**QUOTED TEXT:**
* START *

While Bob enjoyed hiking or playing with his children, it was Carolyn who had to see to the details for every outing. He didn’t want to be bothered. He rarely cooked for his children; that was a woman’s job. If he fixed food for himself, he didn’t clean up afterward. When he peeled an orange, he left the peels in the sink. It was a small thing, but one of Carolyn’s friends thought it was inconsiderate, as if he were used to having a maid clean up after him.

Carolyn arranged all the dental appointments, haircuts, and doctors’ appointments and was soon the parent who drove their sons to soccer or baseball practice. She was a Cub Scout leader. The Duralls’ friends noticed that she never sat down; if the kids didn’t need her for something, Bob did. She was sad that she had little time to just play Barbies with her daughter or board games with her sons, but there weren’t enough hours in her days. Carolyn often took her youngsters to amusement centers like Chuck E. Cheese’s Pizza for a quick meal. Most young mothers are busy, but she was parenting all alone, even though her children had a father who could have picked up the slack a little.
He
had time to play games with them, and if he was in the mood, he did.

* END *

**EXERCISES:**
1. Gather every line in the listing below that contains the word "brick", and copy each one out.
2. Resume the passage about Carolyn's parenting, picking up right after its final sentence.
The passage and the listing have no connection to each other.

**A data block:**
* START *

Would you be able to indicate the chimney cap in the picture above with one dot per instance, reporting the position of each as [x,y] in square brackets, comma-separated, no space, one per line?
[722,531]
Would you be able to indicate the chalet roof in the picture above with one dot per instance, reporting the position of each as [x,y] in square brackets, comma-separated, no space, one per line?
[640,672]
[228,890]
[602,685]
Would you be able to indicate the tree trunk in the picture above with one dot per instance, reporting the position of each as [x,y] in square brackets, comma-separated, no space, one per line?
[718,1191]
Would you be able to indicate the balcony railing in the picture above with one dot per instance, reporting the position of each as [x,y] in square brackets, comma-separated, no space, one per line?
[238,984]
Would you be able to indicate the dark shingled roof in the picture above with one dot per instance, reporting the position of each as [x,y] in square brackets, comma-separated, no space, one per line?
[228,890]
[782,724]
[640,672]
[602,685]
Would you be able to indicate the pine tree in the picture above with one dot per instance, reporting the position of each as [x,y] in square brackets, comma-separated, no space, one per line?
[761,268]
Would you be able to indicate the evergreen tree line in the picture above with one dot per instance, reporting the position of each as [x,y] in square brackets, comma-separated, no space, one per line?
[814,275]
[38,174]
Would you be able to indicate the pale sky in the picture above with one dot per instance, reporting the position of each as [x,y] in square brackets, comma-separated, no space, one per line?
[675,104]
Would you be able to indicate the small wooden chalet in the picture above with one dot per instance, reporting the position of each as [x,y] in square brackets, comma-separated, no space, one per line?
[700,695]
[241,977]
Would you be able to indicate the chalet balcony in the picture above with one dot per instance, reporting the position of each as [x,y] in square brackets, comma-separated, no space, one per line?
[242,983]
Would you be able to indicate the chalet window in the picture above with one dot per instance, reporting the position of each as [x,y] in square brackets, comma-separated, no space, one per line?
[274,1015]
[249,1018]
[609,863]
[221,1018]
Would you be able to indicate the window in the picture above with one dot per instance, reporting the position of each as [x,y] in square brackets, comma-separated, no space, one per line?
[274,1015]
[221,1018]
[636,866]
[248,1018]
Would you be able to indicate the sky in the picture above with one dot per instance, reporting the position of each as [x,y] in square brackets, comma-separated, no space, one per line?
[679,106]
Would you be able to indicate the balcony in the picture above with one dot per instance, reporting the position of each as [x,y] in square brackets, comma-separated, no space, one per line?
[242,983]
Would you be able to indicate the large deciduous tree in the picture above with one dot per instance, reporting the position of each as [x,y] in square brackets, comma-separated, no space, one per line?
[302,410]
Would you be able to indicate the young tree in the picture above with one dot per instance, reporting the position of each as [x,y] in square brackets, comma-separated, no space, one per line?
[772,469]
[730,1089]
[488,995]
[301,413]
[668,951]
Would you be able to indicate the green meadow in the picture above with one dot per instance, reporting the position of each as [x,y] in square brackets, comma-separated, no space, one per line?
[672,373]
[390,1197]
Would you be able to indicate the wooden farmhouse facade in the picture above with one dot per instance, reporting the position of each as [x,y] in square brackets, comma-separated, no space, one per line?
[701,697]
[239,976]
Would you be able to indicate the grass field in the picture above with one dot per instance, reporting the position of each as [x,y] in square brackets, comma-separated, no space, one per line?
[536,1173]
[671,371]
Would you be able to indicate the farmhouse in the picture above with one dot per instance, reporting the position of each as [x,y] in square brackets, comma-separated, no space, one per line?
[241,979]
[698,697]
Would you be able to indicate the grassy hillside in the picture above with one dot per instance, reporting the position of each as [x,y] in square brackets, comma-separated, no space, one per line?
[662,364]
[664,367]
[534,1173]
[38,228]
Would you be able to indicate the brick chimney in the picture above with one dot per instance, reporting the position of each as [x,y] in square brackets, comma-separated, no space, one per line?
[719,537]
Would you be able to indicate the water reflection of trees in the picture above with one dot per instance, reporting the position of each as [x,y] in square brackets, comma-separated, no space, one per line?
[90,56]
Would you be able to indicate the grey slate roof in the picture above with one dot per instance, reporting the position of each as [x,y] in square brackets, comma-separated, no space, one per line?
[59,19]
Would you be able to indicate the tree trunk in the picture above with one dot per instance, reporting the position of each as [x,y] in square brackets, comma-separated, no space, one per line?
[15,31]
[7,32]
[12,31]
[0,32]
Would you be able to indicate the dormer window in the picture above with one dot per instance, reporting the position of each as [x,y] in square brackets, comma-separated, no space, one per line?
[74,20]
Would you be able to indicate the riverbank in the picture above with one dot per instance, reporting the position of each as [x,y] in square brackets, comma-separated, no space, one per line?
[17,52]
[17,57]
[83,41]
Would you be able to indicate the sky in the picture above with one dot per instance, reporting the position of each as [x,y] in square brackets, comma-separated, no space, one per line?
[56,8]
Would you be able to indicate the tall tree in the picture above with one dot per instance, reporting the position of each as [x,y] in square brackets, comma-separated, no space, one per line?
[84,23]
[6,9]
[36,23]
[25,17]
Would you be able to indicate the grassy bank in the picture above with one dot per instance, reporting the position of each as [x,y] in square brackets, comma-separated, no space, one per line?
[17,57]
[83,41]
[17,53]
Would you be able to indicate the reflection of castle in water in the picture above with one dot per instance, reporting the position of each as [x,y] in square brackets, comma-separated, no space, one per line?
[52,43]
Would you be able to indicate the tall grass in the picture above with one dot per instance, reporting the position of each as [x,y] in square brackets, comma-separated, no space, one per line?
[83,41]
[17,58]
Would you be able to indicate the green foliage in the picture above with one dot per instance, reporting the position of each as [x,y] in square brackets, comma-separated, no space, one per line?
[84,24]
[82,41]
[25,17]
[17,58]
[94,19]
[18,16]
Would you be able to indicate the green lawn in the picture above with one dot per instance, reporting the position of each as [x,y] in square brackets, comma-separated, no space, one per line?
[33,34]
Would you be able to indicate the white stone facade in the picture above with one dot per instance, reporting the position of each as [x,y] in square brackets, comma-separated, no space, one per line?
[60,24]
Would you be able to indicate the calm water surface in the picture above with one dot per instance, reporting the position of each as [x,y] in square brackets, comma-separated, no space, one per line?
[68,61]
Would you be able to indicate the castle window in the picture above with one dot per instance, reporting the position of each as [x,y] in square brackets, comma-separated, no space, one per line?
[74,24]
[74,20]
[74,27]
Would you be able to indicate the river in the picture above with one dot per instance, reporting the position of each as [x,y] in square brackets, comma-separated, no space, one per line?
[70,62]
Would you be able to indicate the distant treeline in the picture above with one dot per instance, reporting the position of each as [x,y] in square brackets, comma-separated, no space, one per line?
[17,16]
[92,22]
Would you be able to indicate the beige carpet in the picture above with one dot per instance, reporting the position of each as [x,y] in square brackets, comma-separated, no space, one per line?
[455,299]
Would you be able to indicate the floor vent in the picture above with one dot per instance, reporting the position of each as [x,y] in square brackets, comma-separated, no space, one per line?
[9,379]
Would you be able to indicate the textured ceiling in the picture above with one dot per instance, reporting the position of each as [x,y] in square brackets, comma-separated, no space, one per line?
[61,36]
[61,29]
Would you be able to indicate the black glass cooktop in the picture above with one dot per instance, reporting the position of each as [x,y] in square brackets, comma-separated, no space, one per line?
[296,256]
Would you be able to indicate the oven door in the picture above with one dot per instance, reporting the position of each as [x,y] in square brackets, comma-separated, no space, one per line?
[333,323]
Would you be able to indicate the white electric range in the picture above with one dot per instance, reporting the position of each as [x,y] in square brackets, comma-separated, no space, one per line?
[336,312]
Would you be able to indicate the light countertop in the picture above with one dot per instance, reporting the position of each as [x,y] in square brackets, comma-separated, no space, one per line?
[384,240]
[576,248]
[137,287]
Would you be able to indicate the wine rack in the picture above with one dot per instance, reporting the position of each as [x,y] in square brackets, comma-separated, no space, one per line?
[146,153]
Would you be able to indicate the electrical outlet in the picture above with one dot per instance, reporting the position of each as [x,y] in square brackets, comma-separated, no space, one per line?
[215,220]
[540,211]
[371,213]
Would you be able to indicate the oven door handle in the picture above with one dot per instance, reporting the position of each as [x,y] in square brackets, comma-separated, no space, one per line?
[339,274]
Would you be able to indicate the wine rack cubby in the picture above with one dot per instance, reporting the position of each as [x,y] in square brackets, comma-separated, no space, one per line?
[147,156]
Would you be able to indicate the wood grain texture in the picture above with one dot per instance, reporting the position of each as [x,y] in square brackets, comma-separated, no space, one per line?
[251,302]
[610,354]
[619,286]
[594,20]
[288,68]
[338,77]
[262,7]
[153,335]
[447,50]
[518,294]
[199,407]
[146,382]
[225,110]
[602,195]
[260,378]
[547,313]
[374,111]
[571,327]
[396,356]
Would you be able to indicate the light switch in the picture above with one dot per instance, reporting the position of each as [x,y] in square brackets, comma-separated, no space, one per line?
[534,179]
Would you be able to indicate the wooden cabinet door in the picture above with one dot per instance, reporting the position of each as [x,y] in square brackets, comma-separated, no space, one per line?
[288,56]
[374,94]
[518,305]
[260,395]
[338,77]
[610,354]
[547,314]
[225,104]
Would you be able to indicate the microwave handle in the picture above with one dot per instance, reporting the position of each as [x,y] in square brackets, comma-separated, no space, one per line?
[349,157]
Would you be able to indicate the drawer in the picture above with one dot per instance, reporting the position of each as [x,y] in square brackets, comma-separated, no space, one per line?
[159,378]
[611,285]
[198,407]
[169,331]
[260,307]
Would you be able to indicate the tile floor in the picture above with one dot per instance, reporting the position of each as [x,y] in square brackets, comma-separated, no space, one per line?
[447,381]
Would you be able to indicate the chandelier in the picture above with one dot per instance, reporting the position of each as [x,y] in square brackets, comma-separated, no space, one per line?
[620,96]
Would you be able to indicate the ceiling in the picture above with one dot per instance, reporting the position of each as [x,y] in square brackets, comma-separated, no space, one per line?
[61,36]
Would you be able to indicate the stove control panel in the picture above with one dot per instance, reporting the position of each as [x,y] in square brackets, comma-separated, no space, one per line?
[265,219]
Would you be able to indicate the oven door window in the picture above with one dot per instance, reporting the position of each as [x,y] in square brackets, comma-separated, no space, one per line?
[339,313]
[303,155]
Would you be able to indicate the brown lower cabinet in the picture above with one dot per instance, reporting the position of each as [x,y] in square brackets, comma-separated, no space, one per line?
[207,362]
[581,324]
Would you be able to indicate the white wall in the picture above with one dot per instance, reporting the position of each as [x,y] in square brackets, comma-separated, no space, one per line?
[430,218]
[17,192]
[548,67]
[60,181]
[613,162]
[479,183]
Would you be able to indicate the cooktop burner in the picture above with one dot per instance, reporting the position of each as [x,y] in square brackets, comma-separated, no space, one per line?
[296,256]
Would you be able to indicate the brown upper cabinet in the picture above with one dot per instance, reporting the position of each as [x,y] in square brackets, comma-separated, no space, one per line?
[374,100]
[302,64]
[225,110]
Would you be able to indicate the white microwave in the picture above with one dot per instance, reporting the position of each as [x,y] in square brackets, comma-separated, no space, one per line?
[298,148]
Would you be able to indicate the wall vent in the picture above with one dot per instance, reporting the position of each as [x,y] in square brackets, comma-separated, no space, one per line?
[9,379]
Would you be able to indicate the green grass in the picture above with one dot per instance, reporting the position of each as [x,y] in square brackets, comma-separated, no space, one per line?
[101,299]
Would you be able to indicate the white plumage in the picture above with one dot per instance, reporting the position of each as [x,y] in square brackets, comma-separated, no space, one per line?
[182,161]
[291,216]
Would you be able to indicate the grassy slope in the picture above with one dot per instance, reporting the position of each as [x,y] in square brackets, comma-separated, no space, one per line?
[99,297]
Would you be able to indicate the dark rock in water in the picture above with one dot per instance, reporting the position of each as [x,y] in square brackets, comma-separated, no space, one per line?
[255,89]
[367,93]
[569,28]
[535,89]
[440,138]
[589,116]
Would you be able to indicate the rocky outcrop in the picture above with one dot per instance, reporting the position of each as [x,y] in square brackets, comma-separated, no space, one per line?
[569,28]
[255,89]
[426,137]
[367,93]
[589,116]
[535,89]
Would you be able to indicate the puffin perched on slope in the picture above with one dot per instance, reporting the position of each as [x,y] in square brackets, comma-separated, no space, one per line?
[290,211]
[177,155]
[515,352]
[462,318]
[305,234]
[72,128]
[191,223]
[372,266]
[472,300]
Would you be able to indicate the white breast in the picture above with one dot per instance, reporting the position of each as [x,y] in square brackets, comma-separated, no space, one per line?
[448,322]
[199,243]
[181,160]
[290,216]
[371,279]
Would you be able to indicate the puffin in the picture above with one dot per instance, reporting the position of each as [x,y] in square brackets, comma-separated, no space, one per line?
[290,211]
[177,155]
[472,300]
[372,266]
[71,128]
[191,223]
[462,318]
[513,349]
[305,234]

* END *

**ANSWERS TO THE TASKS:**
1.
Would you be able to indicate the brick chimney in the picture above with one dot per instance, reporting the position of each as [x,y] in square brackets, comma-separated, no space, one per line?

2.
Carolyn admitted to Denise Jannusch that she felt that Bob controlled her. Denise and the Duralls’ neighbors noticed that Carolyn was jumpy and nervous around him, always glancing at him to be sure he approved of what she did and said. When she drank one beer at a company picnic, he chastised her as harshly as if she’d gotten sloppy drunk.

She told Denise that Bob’s need to be in charge of everything began early in her marriage. “They were at a party and she told me that he wanted to go, but she wasn’t ready to leave yet,” Denise recalled. “He just picked her up and carried her out of the party and put her in the car and took her home. She was humiliated.”

Bob often abruptly decided to leave functions where Carolyn was enjoying herself. One time the Duralls went with their children to see her parents, who were vacationing on an island in Puget Sound. They drove separate cars that day. Carolyn told Denise later that for some reason Bob announced he wanted to leave “right now.” He told her to get everything packed into her car immediately so they could catch the early ferry. He took his car and left with the two boys while she scrambled to get all the children’s gear, toys, diaper bag, and Bob’s special food and supplies together and packed in her car. Then she raced with their baby girl to try to catch up with Bob and the boys.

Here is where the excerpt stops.